> Task brief:
Count the lines of the rows below that contain the string "coordinates", treating case as significant. Give only the number.

(Data excerpts)
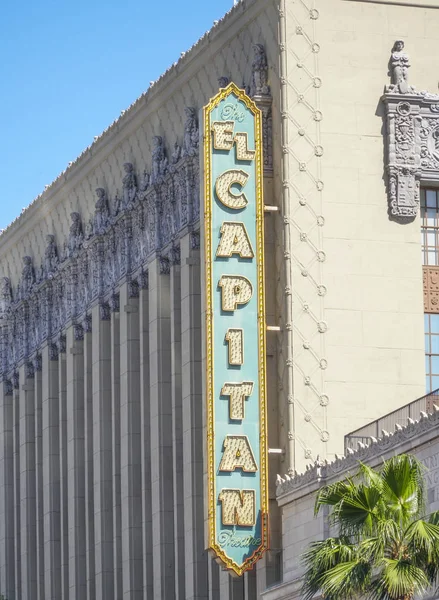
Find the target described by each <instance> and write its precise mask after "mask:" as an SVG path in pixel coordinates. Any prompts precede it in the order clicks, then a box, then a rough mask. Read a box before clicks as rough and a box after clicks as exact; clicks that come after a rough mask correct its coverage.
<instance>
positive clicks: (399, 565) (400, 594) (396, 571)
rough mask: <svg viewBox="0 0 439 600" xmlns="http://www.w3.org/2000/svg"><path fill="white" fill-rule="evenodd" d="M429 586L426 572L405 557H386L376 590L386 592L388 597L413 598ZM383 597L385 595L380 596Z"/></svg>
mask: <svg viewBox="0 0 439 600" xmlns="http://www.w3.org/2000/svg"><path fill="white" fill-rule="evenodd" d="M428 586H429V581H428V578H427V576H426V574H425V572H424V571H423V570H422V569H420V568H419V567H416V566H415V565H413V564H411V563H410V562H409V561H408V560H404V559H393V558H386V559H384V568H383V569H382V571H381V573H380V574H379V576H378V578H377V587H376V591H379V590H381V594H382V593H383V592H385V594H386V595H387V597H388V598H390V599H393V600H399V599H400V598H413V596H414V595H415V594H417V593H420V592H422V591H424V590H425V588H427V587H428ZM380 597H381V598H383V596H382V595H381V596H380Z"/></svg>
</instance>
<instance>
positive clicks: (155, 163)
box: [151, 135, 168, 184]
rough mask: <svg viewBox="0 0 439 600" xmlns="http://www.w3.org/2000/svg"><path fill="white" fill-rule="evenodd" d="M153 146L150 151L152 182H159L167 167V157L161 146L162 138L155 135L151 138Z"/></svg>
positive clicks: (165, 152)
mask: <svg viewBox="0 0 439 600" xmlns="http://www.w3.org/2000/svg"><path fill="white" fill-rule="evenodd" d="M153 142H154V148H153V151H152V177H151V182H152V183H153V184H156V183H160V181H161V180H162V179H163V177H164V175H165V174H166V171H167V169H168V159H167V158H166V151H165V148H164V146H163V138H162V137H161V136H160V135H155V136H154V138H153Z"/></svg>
--
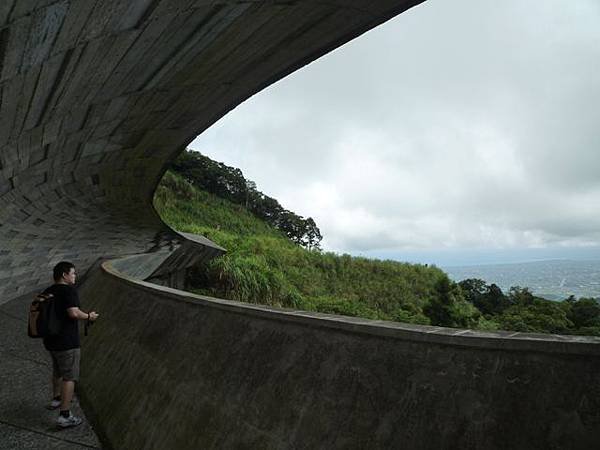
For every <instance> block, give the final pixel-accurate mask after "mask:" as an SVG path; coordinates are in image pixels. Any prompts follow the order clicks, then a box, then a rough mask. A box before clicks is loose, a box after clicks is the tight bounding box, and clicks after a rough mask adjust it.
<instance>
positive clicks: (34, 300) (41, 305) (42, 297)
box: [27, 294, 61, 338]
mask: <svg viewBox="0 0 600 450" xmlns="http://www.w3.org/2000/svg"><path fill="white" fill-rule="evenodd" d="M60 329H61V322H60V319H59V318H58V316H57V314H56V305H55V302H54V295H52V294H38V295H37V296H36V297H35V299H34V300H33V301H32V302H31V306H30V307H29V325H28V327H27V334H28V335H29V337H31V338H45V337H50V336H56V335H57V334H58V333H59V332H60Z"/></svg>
==
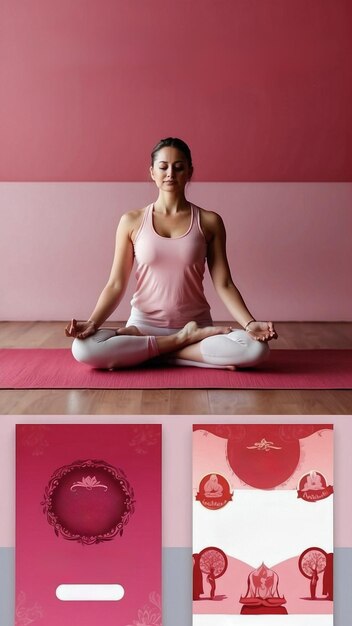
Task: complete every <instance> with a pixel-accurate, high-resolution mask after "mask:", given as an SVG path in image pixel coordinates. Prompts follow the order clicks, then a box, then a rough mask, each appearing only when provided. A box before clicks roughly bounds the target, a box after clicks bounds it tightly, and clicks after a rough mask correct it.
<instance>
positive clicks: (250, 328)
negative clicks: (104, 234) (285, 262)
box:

> Reply:
3